Instructions to follow: Starting with the line that contains "of the khaki", write out each line through the end of the listing, unchanged. Output nothing else.

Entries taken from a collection

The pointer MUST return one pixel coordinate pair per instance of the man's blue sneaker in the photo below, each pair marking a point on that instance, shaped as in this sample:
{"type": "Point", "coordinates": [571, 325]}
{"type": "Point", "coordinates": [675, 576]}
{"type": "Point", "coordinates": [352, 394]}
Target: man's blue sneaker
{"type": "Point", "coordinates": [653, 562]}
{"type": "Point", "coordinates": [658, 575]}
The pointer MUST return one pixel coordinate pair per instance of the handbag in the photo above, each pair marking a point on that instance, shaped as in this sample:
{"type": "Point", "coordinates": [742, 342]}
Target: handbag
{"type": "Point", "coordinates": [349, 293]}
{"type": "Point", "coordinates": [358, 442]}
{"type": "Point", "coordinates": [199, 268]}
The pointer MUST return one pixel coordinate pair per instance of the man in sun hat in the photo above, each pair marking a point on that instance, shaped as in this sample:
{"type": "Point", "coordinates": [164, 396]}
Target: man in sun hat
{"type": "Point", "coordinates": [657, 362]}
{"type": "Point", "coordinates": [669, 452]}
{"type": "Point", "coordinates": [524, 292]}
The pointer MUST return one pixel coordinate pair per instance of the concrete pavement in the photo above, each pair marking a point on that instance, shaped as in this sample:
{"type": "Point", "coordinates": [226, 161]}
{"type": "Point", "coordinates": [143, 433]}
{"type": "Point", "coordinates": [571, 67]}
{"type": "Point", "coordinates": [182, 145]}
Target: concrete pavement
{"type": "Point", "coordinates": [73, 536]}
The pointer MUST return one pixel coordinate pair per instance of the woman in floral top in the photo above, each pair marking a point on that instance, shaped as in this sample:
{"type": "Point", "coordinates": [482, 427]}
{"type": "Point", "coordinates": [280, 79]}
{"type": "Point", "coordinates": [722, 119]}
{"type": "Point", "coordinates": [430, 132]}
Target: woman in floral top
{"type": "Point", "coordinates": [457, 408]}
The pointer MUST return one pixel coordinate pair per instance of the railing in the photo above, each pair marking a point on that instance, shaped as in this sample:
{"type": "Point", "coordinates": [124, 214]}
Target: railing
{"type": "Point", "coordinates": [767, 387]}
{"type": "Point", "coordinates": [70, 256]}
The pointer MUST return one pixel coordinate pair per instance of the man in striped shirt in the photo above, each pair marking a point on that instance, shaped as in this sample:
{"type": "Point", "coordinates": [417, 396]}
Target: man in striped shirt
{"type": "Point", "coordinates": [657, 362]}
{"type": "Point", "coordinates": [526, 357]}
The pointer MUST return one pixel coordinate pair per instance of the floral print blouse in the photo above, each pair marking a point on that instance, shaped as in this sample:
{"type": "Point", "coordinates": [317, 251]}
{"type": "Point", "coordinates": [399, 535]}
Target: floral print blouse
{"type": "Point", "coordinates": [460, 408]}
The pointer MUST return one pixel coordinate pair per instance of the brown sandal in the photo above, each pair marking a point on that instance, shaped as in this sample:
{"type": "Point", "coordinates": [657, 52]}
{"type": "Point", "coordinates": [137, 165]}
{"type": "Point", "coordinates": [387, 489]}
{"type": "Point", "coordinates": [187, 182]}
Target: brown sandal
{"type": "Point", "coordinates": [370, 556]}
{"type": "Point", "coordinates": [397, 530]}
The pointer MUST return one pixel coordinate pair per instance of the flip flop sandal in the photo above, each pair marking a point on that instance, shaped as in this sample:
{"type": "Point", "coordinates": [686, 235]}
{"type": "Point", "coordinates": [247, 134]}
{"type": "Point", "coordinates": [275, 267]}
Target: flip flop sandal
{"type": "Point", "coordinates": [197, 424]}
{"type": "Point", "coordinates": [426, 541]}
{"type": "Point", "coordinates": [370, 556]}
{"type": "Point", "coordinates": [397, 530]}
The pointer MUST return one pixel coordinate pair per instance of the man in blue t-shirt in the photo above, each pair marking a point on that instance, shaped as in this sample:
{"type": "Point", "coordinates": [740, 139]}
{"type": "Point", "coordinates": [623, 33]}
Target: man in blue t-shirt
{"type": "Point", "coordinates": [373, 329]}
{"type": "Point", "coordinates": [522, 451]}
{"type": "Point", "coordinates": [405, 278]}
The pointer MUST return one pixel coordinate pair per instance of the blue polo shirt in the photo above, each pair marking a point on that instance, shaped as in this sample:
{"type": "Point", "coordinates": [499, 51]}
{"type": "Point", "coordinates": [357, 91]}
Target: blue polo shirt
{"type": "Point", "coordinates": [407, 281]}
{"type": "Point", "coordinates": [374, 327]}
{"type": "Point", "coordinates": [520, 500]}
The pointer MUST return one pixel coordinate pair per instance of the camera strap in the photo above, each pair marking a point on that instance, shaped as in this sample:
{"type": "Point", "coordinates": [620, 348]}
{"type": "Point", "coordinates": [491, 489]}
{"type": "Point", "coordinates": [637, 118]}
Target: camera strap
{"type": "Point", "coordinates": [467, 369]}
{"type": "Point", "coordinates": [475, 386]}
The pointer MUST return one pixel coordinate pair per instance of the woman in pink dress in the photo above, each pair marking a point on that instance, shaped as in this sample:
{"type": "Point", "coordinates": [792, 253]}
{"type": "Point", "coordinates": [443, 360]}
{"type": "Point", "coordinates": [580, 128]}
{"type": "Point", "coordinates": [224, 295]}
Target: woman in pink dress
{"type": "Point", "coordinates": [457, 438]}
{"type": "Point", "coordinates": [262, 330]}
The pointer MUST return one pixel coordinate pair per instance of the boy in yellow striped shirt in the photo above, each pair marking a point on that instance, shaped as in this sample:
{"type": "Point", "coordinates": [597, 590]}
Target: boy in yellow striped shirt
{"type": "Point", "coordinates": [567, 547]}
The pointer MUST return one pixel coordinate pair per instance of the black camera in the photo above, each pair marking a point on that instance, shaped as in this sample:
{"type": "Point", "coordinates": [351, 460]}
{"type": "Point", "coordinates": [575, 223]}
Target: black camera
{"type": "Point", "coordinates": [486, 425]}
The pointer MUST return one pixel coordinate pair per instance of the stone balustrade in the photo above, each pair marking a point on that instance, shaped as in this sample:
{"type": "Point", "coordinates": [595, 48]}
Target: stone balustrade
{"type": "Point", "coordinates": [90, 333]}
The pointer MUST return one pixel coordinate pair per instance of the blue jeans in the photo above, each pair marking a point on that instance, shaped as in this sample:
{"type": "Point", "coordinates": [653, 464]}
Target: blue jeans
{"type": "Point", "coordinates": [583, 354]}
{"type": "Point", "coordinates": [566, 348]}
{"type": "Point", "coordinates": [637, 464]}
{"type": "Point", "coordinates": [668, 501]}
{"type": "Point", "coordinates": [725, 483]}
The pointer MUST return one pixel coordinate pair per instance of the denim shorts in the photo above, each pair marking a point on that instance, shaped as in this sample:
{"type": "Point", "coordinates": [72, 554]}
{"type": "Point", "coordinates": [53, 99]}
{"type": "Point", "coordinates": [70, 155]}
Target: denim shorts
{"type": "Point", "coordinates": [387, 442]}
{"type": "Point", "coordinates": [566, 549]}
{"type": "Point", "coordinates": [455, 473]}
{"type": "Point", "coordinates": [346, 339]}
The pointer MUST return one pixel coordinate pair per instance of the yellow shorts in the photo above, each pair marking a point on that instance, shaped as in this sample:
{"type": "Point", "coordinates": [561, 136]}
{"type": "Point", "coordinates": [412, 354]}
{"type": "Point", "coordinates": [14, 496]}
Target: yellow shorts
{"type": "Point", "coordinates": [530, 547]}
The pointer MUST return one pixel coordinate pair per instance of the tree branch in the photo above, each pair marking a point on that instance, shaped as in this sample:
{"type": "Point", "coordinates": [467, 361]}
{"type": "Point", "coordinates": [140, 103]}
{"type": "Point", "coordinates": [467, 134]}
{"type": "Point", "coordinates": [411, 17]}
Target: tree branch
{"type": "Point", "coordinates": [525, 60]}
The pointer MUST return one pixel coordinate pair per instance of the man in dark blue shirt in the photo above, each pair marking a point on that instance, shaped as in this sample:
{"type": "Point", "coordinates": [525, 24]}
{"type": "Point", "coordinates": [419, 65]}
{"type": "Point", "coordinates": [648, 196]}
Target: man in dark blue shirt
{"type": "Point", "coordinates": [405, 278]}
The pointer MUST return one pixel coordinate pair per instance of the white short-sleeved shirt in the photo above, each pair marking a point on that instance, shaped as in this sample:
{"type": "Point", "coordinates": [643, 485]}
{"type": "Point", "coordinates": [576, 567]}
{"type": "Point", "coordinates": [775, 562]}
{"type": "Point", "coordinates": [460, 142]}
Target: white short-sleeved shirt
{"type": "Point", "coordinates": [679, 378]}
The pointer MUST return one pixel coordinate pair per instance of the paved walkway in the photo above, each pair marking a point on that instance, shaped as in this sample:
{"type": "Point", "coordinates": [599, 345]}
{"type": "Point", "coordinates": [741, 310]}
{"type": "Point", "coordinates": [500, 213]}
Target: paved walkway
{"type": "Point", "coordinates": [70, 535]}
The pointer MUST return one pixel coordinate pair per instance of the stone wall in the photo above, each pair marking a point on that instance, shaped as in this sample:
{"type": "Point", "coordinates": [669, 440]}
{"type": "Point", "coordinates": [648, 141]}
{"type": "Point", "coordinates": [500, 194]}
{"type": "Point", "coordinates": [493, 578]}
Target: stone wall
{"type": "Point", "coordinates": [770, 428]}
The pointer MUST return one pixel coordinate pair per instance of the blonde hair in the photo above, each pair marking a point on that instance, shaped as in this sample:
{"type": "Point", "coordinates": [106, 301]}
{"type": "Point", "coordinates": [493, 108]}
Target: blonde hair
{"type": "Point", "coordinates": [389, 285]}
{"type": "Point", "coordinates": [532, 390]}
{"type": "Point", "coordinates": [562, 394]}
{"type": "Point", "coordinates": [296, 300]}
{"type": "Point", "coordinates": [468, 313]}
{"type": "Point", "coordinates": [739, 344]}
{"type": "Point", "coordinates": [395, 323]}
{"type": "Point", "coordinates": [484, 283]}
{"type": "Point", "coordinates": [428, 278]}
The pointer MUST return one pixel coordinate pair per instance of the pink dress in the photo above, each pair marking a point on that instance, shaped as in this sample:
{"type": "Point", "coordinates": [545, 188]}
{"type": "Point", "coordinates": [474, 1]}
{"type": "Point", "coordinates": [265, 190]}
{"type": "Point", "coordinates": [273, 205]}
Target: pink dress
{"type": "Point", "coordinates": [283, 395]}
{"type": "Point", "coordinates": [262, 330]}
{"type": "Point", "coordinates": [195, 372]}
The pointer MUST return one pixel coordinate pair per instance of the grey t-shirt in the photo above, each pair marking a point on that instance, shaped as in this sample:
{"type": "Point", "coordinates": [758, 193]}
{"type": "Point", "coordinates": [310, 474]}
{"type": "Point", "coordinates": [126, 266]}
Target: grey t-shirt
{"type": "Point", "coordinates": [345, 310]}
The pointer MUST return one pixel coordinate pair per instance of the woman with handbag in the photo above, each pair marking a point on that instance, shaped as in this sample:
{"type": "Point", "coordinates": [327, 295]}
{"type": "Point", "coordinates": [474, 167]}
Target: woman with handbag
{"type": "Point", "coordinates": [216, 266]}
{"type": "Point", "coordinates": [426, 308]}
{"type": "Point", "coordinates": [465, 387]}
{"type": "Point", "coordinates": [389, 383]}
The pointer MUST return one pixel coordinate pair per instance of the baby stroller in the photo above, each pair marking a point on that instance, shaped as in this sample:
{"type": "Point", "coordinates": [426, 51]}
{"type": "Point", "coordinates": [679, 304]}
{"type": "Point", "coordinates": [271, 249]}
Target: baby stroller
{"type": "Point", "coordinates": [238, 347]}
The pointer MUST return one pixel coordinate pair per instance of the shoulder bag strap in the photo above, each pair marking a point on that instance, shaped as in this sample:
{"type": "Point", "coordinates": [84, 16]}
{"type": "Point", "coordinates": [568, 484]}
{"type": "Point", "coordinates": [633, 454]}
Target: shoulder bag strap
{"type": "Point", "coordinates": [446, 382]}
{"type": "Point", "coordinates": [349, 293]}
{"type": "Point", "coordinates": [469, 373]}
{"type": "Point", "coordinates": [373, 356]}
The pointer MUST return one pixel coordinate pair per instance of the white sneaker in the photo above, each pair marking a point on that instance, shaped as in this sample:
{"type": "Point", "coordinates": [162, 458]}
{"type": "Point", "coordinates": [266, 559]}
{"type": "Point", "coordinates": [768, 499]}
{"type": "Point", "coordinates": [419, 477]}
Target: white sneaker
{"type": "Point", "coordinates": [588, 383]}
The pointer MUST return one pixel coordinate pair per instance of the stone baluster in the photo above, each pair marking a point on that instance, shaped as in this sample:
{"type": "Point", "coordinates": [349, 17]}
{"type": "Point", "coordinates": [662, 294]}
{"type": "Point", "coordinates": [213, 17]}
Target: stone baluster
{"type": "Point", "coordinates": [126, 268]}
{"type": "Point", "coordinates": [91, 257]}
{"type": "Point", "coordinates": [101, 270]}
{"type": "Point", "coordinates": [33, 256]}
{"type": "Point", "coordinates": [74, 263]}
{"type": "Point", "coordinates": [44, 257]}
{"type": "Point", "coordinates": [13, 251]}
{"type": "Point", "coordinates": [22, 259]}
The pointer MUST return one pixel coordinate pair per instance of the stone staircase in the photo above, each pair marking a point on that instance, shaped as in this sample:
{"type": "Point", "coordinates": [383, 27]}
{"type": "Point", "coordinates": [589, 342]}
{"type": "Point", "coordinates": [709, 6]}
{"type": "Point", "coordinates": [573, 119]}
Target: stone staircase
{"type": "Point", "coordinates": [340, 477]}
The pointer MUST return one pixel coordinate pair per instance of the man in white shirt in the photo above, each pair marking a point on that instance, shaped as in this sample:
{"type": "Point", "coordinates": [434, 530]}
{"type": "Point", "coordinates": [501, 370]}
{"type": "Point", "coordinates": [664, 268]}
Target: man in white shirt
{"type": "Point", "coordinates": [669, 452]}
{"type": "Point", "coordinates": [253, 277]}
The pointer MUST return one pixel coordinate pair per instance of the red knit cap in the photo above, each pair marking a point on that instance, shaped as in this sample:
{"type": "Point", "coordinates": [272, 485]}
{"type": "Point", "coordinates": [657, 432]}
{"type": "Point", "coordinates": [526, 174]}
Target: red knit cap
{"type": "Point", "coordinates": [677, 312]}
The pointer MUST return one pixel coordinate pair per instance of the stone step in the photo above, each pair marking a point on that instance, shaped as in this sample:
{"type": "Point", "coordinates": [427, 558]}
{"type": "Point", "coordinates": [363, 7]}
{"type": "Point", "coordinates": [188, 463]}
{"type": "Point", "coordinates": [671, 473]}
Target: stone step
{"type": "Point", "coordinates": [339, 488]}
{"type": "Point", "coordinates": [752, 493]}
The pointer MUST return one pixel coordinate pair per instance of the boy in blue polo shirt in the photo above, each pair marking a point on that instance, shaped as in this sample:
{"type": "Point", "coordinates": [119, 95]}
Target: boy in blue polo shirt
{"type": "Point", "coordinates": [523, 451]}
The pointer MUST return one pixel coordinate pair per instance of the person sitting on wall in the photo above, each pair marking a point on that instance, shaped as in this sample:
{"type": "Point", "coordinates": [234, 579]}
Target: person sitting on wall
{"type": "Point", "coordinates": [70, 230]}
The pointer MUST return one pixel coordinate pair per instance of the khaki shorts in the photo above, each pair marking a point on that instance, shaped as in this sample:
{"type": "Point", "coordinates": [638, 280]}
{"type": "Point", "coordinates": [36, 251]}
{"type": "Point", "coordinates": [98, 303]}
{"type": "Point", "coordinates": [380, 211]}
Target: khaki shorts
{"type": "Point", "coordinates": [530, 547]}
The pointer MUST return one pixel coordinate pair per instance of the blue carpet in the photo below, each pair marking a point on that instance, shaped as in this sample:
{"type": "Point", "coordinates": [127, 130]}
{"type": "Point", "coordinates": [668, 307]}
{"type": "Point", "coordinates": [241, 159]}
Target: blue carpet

Exercise answer:
The pointer MUST return one pixel coordinate pair per instance of the khaki shorts in the photo above, each pair marking a point on that instance, shaped as in this sample:
{"type": "Point", "coordinates": [638, 280]}
{"type": "Point", "coordinates": [36, 251]}
{"type": "Point", "coordinates": [98, 303]}
{"type": "Point", "coordinates": [380, 211]}
Target: khaki shorts
{"type": "Point", "coordinates": [530, 547]}
The pointer MUST return one pixel coordinate pair per instance of the blue carpet in the photo below, each pair marking a point on that instance, shaped as in this sample:
{"type": "Point", "coordinates": [127, 130]}
{"type": "Point", "coordinates": [668, 307]}
{"type": "Point", "coordinates": [241, 159]}
Target: blue carpet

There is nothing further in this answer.